# [Parts of the exercise]
[a] In the ecological footprint regression text, what Adjusted R-squared does the model summary report?
[b] Please pick up the ecological footprint regression text after its final line and continue it.

# [Text provided]
It should be obvious that HDI and GDP are not linearly correlated. Exponential function would be much more suitable.
multiple1 <- lm(Total.Ecological.Footprint ~ GDP.per.Capita + HDI + I(GDP.per.Capita**2) + I(HDI**2) , data = dat)
summary(multiple1)
##
## Call:
## lm(formula = Total.Ecological.Footprint ~ GDP.per.Capita + HDI +
## I(GDP.per.Capita^2) + I(HDI^2), data = dat)
##
## Residuals:
## Min 1Q Median 3Q Max
## -4.8412 -0.7107 -0.1608 0.5324 5.3628
##
## Coefficients:
## Estimate Std. Error t value Pr(>|t|)
## (Intercept) -2.853e+00 2.263e+00 -1.261 0.20920
## GDP.per.Capita 8.304e-05 2.503e-05 3.318 0.00111 **
## HDI 1.100e+01 7.758e+00 1.419 0.15791
## I(GDP.per.Capita^2) -1.535e-10 2.077e-10 -0.739 0.46083
## I(HDI^2) -5.035e+00 6.603e+00 -0.762 0.44690
## ---
## Signif. codes: 0 '***' 0.001 '**' 0.01 '*' 0.05 '.' 0.1 ' ' 1
##
## Residual standard error: 1.259 on 166 degrees of freedom
## (17 observations deleted due to missingness)
## Multiple R-squared: 0.715, Adjusted R-squared: 0.7081
## F-statistic: 104.1 on 4 and 166 DF, p-value: < 2.2e-16
ggplot(dat, aes(x = Population..millions., y = Total.Ecological.Footprint)) +
geom_point() +
theme_fivethirtyeight() +
theme(axis.title = element_text(), axis.title.x = element_text()) +
ggtitle("Using population as predictor",
subtitle = "not really useful as predictor") +
annotate("text", x = 800, y = 10,label = "Pearson correlation is -0.06", color = "red", size = 9)
crops <- ggplot(dat, aes(x = Cropland, y = Total.Ecological.Footprint)) +
geom_point(aes(size = Total.Ecological.Footprint), alpha = 0.4, color = "#e6a526") + theme_fivethirtyeight() +
ggtitle("Crop Land") +
theme(axis.title = element_text(), axis.title.x = element_text(), legend.position="none")
urban <- ggplot(dat, aes(x = Urban.Land, y = Total.Ecological.Footprint)) +
geom_point(aes(size = Total.Ecological.Footprint), alpha = 0.4, color = "#FF7F50")+
theme_fivethirtyeight() +
ggtitle("Urban Land") +
theme(axis.title = element_text(), axis.title.x = element_text(), legend.position="none")

# [Extracted data]
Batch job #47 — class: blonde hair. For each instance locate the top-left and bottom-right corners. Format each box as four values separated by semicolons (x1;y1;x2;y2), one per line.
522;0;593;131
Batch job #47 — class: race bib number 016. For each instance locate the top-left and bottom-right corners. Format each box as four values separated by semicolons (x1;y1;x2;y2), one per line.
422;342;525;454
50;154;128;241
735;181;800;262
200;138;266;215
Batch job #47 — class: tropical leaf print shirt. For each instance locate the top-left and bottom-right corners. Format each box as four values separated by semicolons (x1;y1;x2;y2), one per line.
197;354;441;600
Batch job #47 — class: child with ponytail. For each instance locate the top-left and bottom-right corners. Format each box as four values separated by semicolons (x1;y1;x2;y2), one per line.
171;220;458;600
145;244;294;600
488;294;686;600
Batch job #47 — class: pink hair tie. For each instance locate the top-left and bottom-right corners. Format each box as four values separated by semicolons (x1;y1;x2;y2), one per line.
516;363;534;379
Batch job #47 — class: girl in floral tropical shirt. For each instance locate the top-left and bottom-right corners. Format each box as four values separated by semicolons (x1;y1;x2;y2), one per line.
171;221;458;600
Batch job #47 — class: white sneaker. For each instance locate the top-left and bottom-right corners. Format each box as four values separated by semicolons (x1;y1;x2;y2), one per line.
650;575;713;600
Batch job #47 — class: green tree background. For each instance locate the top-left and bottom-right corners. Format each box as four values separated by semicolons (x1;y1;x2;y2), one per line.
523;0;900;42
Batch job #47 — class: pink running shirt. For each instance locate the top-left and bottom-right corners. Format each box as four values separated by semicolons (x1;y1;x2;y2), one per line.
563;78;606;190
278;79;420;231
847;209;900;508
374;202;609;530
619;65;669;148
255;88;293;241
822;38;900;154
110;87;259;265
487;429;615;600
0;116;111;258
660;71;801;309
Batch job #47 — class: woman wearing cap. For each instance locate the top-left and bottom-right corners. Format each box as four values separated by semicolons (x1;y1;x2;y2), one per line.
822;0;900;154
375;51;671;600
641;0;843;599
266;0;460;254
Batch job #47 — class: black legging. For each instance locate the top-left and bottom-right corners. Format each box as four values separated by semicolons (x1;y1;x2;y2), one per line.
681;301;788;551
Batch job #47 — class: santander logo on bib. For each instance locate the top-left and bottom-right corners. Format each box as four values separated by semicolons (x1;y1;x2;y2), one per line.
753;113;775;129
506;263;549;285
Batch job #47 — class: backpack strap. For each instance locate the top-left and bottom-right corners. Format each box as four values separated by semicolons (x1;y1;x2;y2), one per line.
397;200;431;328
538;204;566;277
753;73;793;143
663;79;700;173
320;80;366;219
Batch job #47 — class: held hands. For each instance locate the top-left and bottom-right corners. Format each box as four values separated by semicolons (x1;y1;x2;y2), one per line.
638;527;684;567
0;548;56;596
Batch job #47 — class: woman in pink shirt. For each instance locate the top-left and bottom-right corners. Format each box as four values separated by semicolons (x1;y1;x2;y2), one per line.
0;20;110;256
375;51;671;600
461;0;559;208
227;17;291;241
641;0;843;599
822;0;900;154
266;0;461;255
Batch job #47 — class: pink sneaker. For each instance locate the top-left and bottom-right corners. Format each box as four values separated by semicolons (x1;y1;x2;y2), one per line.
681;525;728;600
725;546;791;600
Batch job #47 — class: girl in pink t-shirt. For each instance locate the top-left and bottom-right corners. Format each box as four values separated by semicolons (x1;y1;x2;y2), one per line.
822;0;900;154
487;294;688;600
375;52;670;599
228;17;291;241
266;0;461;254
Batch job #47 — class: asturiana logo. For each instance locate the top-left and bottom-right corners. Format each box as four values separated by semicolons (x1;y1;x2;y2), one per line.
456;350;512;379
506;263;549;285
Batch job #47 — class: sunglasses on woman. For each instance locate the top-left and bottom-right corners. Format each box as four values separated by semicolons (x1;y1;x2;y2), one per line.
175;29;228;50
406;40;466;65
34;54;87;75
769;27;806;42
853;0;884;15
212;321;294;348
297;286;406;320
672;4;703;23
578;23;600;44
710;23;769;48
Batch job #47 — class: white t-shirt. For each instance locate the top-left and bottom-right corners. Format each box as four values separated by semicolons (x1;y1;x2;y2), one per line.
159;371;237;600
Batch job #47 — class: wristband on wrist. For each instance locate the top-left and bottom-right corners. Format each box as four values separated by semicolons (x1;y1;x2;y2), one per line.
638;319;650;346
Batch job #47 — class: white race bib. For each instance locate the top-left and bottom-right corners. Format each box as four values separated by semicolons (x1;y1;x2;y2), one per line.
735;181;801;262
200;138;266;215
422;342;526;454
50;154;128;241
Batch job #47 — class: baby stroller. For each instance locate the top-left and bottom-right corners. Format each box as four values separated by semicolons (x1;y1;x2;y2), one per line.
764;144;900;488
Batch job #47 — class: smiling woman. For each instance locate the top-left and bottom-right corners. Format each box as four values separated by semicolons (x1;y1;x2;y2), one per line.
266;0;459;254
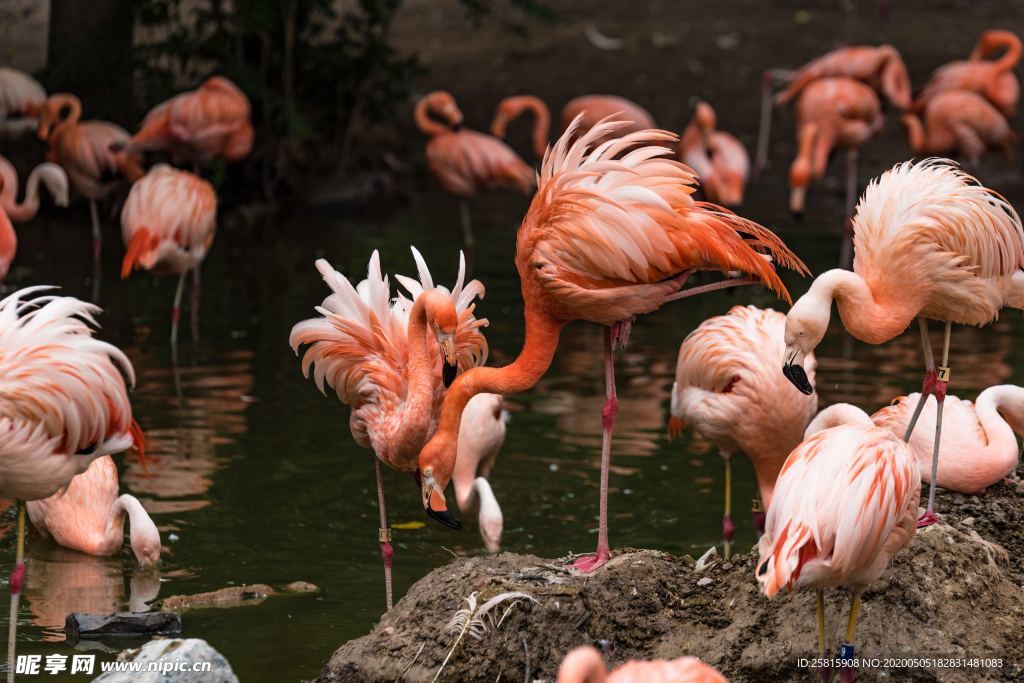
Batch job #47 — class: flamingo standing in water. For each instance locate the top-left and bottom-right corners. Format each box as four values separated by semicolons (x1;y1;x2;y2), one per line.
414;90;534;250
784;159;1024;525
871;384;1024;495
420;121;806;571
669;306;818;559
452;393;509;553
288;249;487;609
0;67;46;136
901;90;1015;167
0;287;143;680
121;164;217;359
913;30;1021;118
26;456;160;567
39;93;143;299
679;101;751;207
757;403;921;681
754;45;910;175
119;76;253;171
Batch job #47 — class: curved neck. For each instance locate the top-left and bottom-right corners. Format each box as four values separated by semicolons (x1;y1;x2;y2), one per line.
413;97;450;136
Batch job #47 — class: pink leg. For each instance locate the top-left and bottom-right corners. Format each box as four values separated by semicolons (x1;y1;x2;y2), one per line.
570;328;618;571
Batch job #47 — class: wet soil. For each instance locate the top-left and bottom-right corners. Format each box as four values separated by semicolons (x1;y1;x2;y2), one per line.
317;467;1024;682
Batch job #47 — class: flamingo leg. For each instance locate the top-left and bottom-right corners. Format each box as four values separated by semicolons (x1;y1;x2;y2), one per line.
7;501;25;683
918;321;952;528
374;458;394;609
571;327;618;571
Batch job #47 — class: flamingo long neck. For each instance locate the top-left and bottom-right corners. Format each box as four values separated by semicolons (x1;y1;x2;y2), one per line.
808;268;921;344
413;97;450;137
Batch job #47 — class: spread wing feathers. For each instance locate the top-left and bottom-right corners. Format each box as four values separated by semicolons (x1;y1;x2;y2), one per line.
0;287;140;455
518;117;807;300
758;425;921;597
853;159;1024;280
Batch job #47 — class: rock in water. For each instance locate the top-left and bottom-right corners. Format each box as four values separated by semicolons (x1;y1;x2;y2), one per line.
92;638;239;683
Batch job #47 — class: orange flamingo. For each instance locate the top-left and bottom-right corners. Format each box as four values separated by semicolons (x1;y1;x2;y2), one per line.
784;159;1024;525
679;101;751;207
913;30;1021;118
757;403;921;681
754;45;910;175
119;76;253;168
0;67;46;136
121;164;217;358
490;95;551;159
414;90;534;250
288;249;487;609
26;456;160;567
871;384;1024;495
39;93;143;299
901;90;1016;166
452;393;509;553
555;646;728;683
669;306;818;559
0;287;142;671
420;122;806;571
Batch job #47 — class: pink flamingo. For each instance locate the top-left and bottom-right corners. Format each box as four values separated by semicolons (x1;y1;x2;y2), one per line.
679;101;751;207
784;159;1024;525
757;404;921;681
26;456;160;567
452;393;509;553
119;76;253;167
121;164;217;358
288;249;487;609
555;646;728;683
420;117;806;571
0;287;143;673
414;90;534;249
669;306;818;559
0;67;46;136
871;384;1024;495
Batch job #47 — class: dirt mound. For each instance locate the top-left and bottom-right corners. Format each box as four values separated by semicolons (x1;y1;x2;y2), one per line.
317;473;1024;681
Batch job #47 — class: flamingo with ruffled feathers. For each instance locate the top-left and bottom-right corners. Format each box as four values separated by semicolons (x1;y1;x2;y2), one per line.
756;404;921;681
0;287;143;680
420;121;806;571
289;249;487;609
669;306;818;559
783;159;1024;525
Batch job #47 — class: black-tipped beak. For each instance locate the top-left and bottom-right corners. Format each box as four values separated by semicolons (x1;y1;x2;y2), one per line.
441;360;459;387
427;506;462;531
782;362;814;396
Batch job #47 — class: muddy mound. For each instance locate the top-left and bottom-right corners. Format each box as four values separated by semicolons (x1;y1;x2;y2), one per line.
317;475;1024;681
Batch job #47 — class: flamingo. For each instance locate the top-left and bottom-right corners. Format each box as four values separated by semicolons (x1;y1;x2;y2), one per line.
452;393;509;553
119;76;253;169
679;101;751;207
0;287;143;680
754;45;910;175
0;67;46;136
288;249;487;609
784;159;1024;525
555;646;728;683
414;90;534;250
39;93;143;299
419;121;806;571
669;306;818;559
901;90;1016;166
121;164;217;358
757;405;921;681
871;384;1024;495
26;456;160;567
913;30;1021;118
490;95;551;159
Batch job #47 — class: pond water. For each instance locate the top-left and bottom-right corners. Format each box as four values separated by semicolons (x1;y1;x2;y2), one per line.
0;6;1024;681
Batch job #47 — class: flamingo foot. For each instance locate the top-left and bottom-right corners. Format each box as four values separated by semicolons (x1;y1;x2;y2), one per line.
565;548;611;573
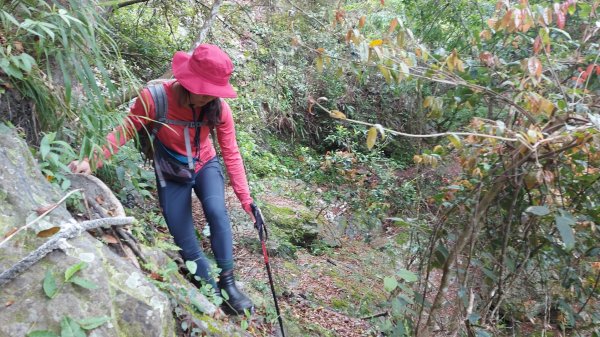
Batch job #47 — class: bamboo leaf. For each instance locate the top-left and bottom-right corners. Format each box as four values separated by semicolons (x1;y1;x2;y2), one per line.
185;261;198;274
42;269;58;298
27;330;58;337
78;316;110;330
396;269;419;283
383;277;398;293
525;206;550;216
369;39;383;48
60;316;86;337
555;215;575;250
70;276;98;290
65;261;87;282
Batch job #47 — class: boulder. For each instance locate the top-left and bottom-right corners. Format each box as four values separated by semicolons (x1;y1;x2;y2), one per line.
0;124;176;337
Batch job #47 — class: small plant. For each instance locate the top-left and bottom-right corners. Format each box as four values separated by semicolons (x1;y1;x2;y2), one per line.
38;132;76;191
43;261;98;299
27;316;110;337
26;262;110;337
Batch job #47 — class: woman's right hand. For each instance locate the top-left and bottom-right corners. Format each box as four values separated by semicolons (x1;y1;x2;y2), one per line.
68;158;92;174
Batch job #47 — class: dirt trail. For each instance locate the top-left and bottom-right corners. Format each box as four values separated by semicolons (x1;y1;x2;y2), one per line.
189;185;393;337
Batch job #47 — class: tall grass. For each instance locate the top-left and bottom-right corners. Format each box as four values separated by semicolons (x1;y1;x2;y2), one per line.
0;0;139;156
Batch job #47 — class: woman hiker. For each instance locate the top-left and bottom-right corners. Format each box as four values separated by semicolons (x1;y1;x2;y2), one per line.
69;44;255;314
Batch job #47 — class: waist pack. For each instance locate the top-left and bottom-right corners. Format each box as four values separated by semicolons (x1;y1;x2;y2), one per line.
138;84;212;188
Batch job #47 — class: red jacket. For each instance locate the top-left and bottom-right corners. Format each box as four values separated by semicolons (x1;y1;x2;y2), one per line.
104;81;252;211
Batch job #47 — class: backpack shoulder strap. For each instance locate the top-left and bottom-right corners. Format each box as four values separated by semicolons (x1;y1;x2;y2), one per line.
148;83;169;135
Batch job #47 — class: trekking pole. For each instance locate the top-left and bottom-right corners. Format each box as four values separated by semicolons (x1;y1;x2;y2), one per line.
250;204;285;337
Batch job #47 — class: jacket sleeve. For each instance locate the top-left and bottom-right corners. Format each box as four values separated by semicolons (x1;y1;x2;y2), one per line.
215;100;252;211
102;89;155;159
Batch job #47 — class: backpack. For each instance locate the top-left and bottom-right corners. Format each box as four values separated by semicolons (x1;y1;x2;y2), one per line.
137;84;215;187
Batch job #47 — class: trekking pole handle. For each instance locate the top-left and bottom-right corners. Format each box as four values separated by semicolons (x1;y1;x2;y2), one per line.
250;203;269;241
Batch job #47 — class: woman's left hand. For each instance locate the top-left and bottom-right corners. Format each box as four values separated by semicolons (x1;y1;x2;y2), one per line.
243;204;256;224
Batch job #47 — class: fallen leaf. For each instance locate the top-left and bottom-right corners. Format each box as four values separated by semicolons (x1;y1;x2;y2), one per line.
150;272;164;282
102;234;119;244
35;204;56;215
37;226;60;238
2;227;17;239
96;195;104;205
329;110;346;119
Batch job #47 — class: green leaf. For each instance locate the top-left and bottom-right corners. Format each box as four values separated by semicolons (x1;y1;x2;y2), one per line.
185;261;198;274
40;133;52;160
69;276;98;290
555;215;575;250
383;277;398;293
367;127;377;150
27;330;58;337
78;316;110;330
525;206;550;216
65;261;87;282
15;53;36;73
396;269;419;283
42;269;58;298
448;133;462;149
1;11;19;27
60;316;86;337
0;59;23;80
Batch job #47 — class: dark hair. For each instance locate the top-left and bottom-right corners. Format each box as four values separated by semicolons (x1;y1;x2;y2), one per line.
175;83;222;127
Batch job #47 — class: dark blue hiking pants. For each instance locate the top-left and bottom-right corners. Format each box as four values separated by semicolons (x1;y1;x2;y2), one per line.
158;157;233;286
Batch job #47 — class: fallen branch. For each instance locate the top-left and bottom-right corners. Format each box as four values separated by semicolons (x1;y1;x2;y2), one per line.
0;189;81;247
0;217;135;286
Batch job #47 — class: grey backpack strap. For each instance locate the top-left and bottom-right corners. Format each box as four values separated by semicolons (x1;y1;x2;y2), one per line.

# [Results for each task]
[a] 0.7081

[b]
forest <- ggplot(dat, aes(x = Forest.Land, y = Total.Ecological.Footprint)) +
geom_point(aes(size = Total.Ecological.Footprint), alpha = 0.4, color = "#56AB6F")+
theme_fivethirtyeight() +
ggtitle("Forest Land") +
theme(axis.title = element_text(), axis.title.x = element_text(), legend.position="none")
fishing <- ggplot(dat, aes(x = Fishing.Water, y = Total.Ecological.Footprint)) +
geom_point(aes(size = Total.Ecological.Footprint), alpha = 0.4, color = "#504FB1")+
theme_fivethirtyeight() +
ggtitle("Fishing Water") +
theme(axis.title = element_text(), axis.title.x = element_text(), legend.position="none")
cowplot::plot_grid(urban, forest, fishing, crops, ncol = 2, nrow = 2,
label_y = "Total Footprint")
## Warning: Removed 15 rows containing missing values (geom_point).
## Warning: Removed 15 rows containing missing values (geom_point).
## Warning: Removed 15 rows containing missing values (geom_point).
## Warning: Removed 15 rows containing missing values (geom_point).
It can be seen increasing trends in all variables, except for Forest Land.
HDI <- dat$HDI
GDP <- dat$GDP.per.Capita <- as.numeric(gsub('[$,]', '', dat$GDP.per.Capita))
final_multiple <- lm(Total.Ecological.Footprint ~ GDP.per.Capita + HDI + I(GDP.per.Capita**2) + I(HDI**2) , data = dat_train_imputed)
predicted <- predict(multiple1, newdata = dat_test)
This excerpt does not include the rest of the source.